• [Exercise text]

A masterpiece... Selby Jr's finest5
This is simply one of the most powerful, compelling and complete novels I've ever read. A classic manifestation of one of the basic tenets of fiction writing - that which states that character equals plot - Hubert Selby Jr.'s The Demon is indeed a train ride to hell, as the book's principal character, Harry, and, specifically, his insurmountable battle with an inner demon drive him to complete and utter doom...

And how. Along the way, the reader is 'treated' to Harry's exploits, which include adultery, rape and murder, and despite the shocking, unpleasant nature of these actions and the way they are described, every sentence is horrifyingly believable. As a result, it is impossible to put this book down permanently.

Selby Jr., who sadly died in 2004, was best known for his landmark novel Last Exit to Brooklyn. Having read that, as well as Requiem for a Dream, and then this, I couldn't really say enough about how much I admire the man's writing. So, suffice to say The Demon is an incredible book in its own right and, in this reviewer's opinion, one that deserves to be as widely revered as Last Exit.

Matt Pucci

Sickeningly Compelling4
This book wraps itself around you like a millstone ,and drags you down and down until you can hardly breathe. What is hard to bear is that Harry, the protagonist, is initially very likeable. You can see yourself in him, in his vaguely innocent actions, in his humour, and in his success.

Having drawn you in by association, Selby then starts to work away from this and draw you towards extremes that you can't imagine doing. Because you can initially associate with Harry, and his chains of thought, you go along with it without judging him. But as you get deeper in, you wonder at which point you lose touch with him, at which point you'd say no. You greet his occasional steps toward virtue with gleeful hope that you are correct, that underneath he is a good guy, a hope that is dashed remorselessly again and again.

Selby is utterly disconcerting in depicting what modern people think they want, without having the nerve to act upon it.He then wrenches this belief apart by extrapolating the actions of someone who is prepared to act upon them, and who gets caught up in them to the extent that he cannot escape them.

• [Entries provided]
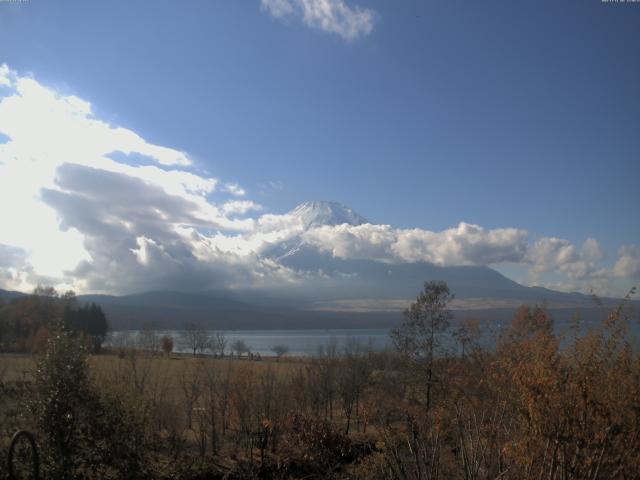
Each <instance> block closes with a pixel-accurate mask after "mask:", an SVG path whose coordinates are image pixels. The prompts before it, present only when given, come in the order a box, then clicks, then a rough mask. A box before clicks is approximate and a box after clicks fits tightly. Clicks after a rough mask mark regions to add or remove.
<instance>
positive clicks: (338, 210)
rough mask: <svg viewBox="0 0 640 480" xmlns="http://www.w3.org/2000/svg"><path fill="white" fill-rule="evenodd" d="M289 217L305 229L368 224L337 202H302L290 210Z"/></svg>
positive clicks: (352, 210) (342, 205) (356, 215)
mask: <svg viewBox="0 0 640 480" xmlns="http://www.w3.org/2000/svg"><path fill="white" fill-rule="evenodd" d="M289 215H291V216H293V217H297V218H299V219H300V221H301V223H302V225H303V227H304V228H305V229H307V228H312V227H321V226H323V225H342V224H343V223H347V224H349V225H362V224H365V223H370V222H369V221H368V220H367V219H366V218H364V217H362V216H361V215H359V214H357V213H356V212H354V211H353V210H351V209H350V208H349V207H346V206H344V205H342V204H341V203H338V202H323V201H313V202H304V203H301V204H300V205H298V206H297V207H296V208H294V209H293V210H291V211H290V212H289Z"/></svg>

• [Instructions for the task] Decide whether each statement agrees with the reviews of The Demon, answering yes or no and quoting the words that settle it: 1. Selby Jr. died in 2004. 2. Harry is unlikeable from the start. 3. Selby Jr. was best known for Last Exit to Brooklyn. Answer using only the reviews of The Demon.

• [Answer to the problem]
1. Yes: "Selby Jr., who sadly died in 2004"
2. No: "Harry, the protagonist, is initially very likeable"
3. Yes: "was best known for his landmark novel Last Exit to Brooklyn"